Aim
Copy the lines below exactly, starting with the line that contains "of the grass" and continuing through the last line.

· · · · ·

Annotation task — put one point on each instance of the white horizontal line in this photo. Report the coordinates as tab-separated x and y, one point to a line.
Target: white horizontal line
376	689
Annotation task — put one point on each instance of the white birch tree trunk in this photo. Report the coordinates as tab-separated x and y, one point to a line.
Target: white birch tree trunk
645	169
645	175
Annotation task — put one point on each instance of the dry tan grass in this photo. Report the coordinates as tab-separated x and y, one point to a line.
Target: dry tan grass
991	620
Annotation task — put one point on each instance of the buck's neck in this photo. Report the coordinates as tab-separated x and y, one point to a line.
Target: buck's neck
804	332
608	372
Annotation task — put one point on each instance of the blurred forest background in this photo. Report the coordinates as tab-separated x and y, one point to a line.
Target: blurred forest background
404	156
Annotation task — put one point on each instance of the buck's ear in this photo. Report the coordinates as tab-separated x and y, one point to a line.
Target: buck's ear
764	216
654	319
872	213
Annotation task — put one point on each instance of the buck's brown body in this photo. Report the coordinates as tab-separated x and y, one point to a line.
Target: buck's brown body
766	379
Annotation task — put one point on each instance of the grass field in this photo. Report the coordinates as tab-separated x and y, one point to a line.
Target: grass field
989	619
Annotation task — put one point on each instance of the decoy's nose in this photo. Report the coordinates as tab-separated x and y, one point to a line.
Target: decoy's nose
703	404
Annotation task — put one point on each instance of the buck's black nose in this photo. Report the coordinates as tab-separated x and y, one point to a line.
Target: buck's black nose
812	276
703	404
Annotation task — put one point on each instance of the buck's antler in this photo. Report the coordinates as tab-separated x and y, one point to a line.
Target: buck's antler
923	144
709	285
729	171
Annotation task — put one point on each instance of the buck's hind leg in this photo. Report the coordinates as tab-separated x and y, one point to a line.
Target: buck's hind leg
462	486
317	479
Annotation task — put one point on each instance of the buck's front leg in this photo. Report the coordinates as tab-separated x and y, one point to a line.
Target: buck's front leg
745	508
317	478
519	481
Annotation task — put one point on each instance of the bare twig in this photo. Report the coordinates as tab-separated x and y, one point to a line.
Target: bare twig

· · · · ·

Answer to this exercise
Annotation task — put one point on each instance of the grass field in this photo. Report the coordinates as tab-separated x and y, one point to a line.
Target: grass field
989	619
Annotation task — put one point on each instance of the decoy's nose in this photo. Report the coordinates as tab-separated x and y, one point to a line.
Target: decoy's nose
703	404
Annotation task — put one point on each instance of the buck's black nose in this photo. Report the coordinates as tab-separated x and y, one point to a line.
Target: buck's black nose
812	276
703	404
Annotation task — put one point on each instance of the buck's antler in this photo. Report the coordinates as tab-separated x and y, one point to a line.
Target: buck's antler
923	144
709	285
729	171
Annotation task — put one point on each instance of the buck's hind leg in this photo. Report the coordinates as tab-separated x and y, one point to a line.
Target: buck's hind leg
462	486
317	479
Annotation task — put one point on each instance of the buck's front leg in this photo. Report the coordinates as tab-separated x and y, one point to a line.
Target: buck's front leg
745	508
317	478
519	481
Annotation task — put one point on each instance of the bare twig in this photo. Report the coordinates as tab-separated x and y, one point to a line.
Target: bare twig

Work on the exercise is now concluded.